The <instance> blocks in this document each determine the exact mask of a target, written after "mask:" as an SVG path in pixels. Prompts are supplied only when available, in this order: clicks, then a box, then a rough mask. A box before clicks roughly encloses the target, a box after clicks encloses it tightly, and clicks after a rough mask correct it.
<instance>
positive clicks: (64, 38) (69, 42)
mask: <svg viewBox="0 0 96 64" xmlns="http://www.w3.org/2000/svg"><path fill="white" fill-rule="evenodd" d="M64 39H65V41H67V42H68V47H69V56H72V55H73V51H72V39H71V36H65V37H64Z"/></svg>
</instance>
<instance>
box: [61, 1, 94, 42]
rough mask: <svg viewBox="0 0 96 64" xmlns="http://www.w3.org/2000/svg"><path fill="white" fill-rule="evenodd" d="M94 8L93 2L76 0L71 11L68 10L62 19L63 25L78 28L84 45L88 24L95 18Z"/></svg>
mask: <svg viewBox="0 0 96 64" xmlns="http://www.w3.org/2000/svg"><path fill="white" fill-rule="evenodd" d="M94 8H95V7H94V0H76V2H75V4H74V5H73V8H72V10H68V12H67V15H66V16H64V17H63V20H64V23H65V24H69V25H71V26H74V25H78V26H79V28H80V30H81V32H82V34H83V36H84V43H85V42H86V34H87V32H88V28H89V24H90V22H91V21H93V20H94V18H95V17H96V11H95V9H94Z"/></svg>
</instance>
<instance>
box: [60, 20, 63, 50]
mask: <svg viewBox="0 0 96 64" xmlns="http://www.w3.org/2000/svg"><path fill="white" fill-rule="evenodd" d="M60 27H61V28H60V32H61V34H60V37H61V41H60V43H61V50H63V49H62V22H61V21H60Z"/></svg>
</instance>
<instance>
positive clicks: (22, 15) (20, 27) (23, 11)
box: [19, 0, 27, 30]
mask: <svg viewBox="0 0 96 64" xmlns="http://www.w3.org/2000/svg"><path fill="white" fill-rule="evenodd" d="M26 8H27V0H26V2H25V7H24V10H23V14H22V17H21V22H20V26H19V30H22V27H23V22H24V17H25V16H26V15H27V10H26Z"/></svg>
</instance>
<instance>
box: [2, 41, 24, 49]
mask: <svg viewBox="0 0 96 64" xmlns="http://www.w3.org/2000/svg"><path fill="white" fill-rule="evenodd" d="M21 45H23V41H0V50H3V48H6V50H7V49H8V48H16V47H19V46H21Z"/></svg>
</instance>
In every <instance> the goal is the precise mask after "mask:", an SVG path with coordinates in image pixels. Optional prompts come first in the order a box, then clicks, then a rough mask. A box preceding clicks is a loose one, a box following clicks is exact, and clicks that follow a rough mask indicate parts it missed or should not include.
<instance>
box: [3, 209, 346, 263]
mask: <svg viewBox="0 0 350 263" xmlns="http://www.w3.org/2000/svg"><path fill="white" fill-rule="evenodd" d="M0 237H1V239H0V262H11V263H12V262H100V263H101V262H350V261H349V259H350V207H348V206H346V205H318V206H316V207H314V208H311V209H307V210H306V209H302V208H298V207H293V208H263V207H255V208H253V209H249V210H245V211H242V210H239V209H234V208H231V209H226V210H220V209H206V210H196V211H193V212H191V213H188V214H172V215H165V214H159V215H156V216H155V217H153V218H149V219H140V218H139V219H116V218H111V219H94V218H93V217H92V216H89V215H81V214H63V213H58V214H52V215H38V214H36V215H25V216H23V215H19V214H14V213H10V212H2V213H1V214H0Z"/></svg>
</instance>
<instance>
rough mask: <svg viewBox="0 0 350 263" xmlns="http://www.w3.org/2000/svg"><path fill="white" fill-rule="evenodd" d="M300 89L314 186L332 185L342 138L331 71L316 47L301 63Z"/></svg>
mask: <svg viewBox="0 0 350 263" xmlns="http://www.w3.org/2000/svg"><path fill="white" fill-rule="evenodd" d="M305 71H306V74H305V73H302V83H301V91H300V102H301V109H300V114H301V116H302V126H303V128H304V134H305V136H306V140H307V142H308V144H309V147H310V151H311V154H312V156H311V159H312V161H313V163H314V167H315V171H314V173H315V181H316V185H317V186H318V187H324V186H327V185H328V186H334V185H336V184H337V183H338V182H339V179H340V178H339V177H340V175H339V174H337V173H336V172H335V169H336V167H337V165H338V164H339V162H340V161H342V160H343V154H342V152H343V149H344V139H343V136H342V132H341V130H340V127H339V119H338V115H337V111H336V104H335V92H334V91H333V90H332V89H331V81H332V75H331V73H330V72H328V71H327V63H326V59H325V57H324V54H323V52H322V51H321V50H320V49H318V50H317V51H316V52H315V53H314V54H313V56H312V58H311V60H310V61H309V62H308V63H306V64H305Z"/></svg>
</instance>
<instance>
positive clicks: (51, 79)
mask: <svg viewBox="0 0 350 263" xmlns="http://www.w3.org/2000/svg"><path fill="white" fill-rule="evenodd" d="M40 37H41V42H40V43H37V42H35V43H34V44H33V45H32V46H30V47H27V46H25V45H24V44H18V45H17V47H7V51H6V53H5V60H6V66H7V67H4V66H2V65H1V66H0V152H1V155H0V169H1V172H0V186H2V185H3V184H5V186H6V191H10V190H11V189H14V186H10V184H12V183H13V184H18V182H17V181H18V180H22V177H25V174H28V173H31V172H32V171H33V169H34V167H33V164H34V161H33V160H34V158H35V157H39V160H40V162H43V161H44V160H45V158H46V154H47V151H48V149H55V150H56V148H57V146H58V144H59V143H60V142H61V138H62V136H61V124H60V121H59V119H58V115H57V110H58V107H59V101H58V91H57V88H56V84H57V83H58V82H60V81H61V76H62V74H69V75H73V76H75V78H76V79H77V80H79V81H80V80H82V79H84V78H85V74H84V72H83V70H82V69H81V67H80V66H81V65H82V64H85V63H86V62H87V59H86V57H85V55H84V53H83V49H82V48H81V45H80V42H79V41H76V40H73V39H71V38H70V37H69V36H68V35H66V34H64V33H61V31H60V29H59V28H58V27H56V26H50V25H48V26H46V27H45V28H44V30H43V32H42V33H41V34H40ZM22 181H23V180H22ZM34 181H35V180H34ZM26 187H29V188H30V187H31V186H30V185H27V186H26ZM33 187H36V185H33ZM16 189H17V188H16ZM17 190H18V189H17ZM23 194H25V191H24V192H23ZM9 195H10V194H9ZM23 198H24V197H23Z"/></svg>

= = = = = = =

→ **PROBLEM**
Render every line of all the records above as a numbered list, omitting any blank lines.

→ **ANSWER TO THIS PROBLEM**
1. The <instance> blocks in this document each determine the exact mask of a target, written after "mask:" as an SVG path in pixels. Prompts are supplied only when available, in this order: clicks, then a box, then a rough mask. A box before clicks roughly encloses the target, a box after clicks encloses it tightly, and clicks after a rough mask correct it.
2. <instance>
3. positive clicks: (64, 38) (69, 42)
4. mask: <svg viewBox="0 0 96 64" xmlns="http://www.w3.org/2000/svg"><path fill="white" fill-rule="evenodd" d="M64 39H65V41H67V42H68V47H69V56H72V55H73V51H72V39H71V36H65V37H64Z"/></svg>
5. </instance>
6. <instance>
7. box: [61, 1, 94, 42]
8. rough mask: <svg viewBox="0 0 96 64" xmlns="http://www.w3.org/2000/svg"><path fill="white" fill-rule="evenodd" d="M94 8L93 2L76 0L71 11L68 10L62 19L63 25L78 28L84 45L88 24L95 18Z"/></svg>
9. mask: <svg viewBox="0 0 96 64" xmlns="http://www.w3.org/2000/svg"><path fill="white" fill-rule="evenodd" d="M94 8H95V7H94V0H76V2H75V4H74V5H73V8H72V10H68V12H67V15H66V16H64V17H63V20H64V23H65V24H69V25H71V26H74V25H78V26H79V28H80V30H81V32H82V34H83V36H84V43H85V42H86V34H87V32H88V28H89V24H90V22H91V21H93V20H94V18H95V17H96V11H95V9H94Z"/></svg>
10. </instance>
11. <instance>
12. box: [60, 20, 63, 50]
13. mask: <svg viewBox="0 0 96 64" xmlns="http://www.w3.org/2000/svg"><path fill="white" fill-rule="evenodd" d="M60 27H61V28H60V32H61V34H60V37H61V41H60V43H61V50H63V49H62V22H61V21H60Z"/></svg>
14. </instance>
15. <instance>
16. positive clicks: (22, 15) (20, 27) (23, 11)
17. box: [19, 0, 27, 30]
18. mask: <svg viewBox="0 0 96 64" xmlns="http://www.w3.org/2000/svg"><path fill="white" fill-rule="evenodd" d="M26 8H27V0H26V2H25V7H24V10H23V14H22V17H21V22H20V26H19V30H22V27H23V22H24V17H25V16H26V15H27V10H26Z"/></svg>
19. </instance>
20. <instance>
21. box: [2, 41, 24, 49]
22. mask: <svg viewBox="0 0 96 64" xmlns="http://www.w3.org/2000/svg"><path fill="white" fill-rule="evenodd" d="M21 45H23V41H0V50H3V48H6V50H7V49H8V48H16V47H19V46H21Z"/></svg>
23. </instance>
24. In every <instance> the goal is the precise mask after "mask:", an SVG path with coordinates in image pixels. Optional prompts come first in the order a box, then clicks, then a rough mask. A box preceding clicks is a loose one, a box following clicks is exact, and clicks that follow a rough mask indicate parts it missed or should not include.
25. <instance>
26. box: [3, 209, 346, 263]
27. mask: <svg viewBox="0 0 350 263" xmlns="http://www.w3.org/2000/svg"><path fill="white" fill-rule="evenodd" d="M0 237H1V239H0V262H11V263H12V262H100V263H101V262H350V261H349V259H350V207H348V206H346V205H318V206H316V207H314V208H311V209H307V210H306V209H302V208H298V207H293V208H263V207H255V208H253V209H249V210H245V211H242V210H239V209H234V208H231V209H226V210H220V209H206V210H196V211H193V212H191V213H188V214H172V215H165V214H159V215H156V216H155V217H153V218H149V219H140V218H139V219H116V218H111V219H94V218H93V217H92V216H89V215H81V214H63V213H58V214H52V215H38V214H36V215H25V216H23V215H19V214H14V213H10V212H2V213H1V214H0Z"/></svg>
28. </instance>
29. <instance>
30. rough mask: <svg viewBox="0 0 350 263" xmlns="http://www.w3.org/2000/svg"><path fill="white" fill-rule="evenodd" d="M300 89L314 186L332 185L342 138L331 71L316 47L301 63Z"/></svg>
31. mask: <svg viewBox="0 0 350 263" xmlns="http://www.w3.org/2000/svg"><path fill="white" fill-rule="evenodd" d="M305 71H306V74H305V73H302V83H301V91H300V102H301V109H300V114H301V116H302V126H303V128H304V134H305V136H306V140H307V142H308V144H309V147H310V151H311V154H312V156H311V159H312V161H313V163H314V167H315V171H314V173H315V181H316V185H317V186H318V187H324V186H327V185H328V186H334V185H336V184H337V183H338V182H339V179H340V178H339V177H340V175H339V174H337V173H336V172H335V169H336V167H337V165H338V164H339V162H340V161H342V160H343V154H342V152H343V149H344V139H343V136H342V132H341V130H340V127H339V119H338V115H337V111H336V104H335V92H334V91H333V90H332V89H331V81H332V75H331V73H330V72H328V71H327V63H326V59H325V57H324V54H323V52H322V51H321V50H320V49H318V50H317V51H316V52H315V53H314V54H313V56H312V58H311V60H310V61H309V62H308V63H306V64H305Z"/></svg>
32. </instance>
33. <instance>
34. positive clicks: (51, 79)
35. mask: <svg viewBox="0 0 350 263" xmlns="http://www.w3.org/2000/svg"><path fill="white" fill-rule="evenodd" d="M40 37H41V42H40V43H37V42H35V43H34V44H33V45H32V46H30V47H27V46H25V45H24V44H18V45H17V47H7V51H6V53H5V60H6V66H7V67H4V66H2V65H1V66H0V152H1V155H0V169H1V172H0V186H2V185H3V184H5V186H6V191H10V190H11V189H14V186H10V184H12V183H13V184H18V182H17V181H18V180H22V177H25V174H28V173H31V172H32V171H33V169H34V167H33V164H34V161H33V160H34V158H35V157H39V160H40V162H43V161H44V160H45V158H46V154H47V151H48V149H55V150H56V148H57V146H58V144H59V143H60V142H61V138H62V136H61V124H60V121H59V119H58V115H57V110H58V107H59V101H58V91H57V88H56V84H57V83H58V82H60V81H61V76H62V74H69V75H73V76H75V78H76V79H77V80H79V81H80V80H82V79H84V78H85V74H84V72H83V70H82V69H81V67H80V66H81V65H82V64H85V63H86V62H87V59H86V57H85V55H84V53H83V49H82V48H81V45H80V42H79V41H76V40H73V39H71V38H70V37H69V36H68V35H66V34H64V33H61V31H60V29H59V28H58V27H56V26H50V25H48V26H46V27H45V28H44V30H43V32H42V33H41V34H40ZM22 181H23V180H22ZM34 181H35V180H34ZM26 187H29V188H30V187H31V186H30V185H27V186H26ZM33 187H36V185H33ZM16 189H17V188H16ZM17 190H18V189H17ZM23 194H25V191H24V192H23ZM9 195H10V194H9ZM23 198H24V197H23Z"/></svg>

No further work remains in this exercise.